In the listing below, find every line with the string "calm" and pull it out.

#### [EXCERPTED RECORDS]
★ ★ ★ ★ ★ ★ ★
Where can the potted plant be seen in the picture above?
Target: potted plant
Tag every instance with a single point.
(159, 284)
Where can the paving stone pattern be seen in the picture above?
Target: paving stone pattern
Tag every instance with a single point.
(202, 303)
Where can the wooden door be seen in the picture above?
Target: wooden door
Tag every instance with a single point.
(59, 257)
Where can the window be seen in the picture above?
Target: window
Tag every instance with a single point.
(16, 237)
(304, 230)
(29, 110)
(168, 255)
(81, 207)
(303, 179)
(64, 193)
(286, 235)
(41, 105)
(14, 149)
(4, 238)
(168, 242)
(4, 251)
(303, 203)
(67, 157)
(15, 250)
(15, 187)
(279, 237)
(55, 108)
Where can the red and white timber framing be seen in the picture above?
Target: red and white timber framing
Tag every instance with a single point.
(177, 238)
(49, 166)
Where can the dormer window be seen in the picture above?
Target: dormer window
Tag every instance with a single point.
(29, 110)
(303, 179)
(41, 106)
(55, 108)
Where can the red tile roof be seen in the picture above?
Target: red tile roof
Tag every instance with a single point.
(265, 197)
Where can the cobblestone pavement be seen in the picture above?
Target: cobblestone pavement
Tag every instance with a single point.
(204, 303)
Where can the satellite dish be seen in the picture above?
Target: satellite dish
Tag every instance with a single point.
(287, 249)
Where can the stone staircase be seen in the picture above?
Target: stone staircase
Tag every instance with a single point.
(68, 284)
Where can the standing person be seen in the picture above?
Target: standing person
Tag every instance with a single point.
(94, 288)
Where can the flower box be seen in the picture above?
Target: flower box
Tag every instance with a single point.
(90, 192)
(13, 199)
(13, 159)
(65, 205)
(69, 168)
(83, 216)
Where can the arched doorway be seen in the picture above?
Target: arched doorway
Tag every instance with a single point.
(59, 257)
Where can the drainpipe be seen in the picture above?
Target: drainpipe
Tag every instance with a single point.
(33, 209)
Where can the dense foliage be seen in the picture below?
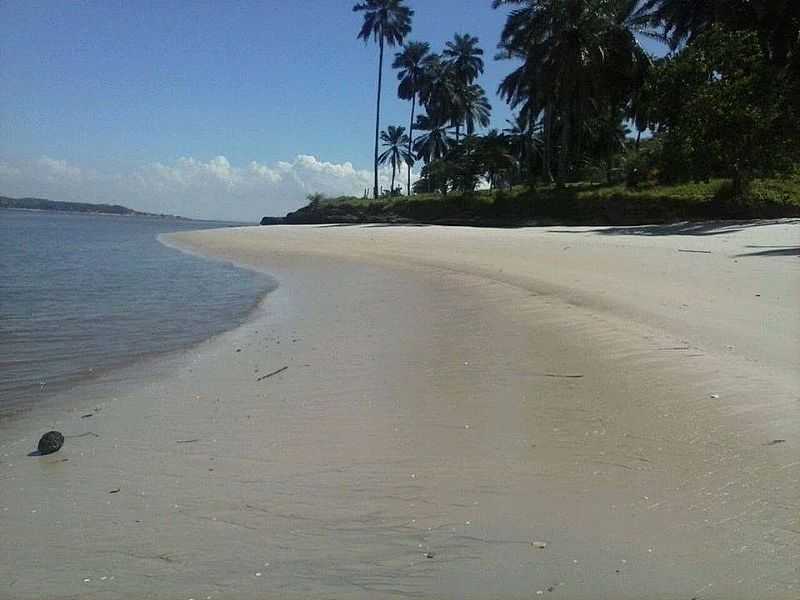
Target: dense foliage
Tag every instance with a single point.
(723, 104)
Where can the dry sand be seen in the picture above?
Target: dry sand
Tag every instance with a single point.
(466, 413)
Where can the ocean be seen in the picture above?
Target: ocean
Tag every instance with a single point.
(81, 294)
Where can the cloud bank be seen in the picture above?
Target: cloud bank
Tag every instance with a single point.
(213, 189)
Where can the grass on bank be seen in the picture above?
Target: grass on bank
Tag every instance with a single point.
(575, 203)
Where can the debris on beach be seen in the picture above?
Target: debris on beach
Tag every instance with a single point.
(540, 545)
(51, 442)
(281, 370)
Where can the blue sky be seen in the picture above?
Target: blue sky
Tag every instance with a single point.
(137, 102)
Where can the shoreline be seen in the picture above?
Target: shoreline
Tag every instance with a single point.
(436, 405)
(112, 372)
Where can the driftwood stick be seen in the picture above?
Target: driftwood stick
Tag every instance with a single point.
(268, 375)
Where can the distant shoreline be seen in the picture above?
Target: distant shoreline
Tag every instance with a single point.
(45, 205)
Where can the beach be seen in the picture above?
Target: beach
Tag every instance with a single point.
(440, 412)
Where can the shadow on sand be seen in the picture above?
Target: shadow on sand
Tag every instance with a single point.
(700, 228)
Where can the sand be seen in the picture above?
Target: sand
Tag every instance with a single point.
(466, 413)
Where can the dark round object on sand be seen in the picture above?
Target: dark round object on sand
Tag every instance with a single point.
(51, 442)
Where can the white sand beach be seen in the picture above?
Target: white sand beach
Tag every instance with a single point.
(562, 412)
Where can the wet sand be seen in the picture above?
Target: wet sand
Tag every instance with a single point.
(466, 413)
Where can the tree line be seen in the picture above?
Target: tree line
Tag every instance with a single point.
(724, 102)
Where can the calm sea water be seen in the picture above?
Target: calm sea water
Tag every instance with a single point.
(80, 294)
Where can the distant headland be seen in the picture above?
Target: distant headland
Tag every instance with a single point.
(81, 207)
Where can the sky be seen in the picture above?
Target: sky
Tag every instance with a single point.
(208, 109)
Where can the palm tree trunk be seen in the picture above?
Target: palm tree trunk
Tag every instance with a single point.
(563, 151)
(548, 143)
(411, 137)
(378, 117)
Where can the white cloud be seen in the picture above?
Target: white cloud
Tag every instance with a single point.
(192, 187)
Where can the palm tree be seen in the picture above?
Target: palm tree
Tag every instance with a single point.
(387, 22)
(495, 155)
(578, 58)
(463, 57)
(679, 21)
(464, 54)
(525, 142)
(474, 108)
(395, 141)
(435, 143)
(411, 62)
(438, 89)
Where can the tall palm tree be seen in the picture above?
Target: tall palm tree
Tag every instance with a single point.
(435, 143)
(388, 22)
(474, 108)
(438, 89)
(464, 54)
(495, 155)
(395, 141)
(525, 142)
(776, 21)
(463, 57)
(578, 57)
(411, 62)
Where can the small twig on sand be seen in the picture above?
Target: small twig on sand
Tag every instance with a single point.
(562, 376)
(281, 370)
(83, 435)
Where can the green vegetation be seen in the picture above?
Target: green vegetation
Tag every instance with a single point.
(84, 207)
(612, 204)
(717, 120)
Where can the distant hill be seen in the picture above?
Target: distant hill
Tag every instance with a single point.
(84, 207)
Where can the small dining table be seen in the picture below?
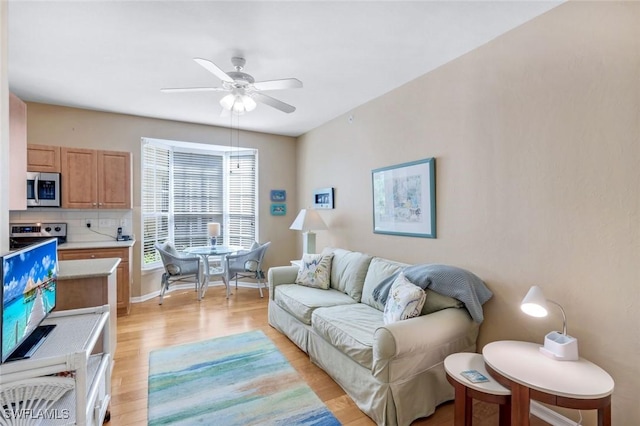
★ ★ ★ ★ ★ ★ ★
#### [SOLVED EXERCISE]
Where can the calm sea water be seen in the picture above?
Target: calm sea water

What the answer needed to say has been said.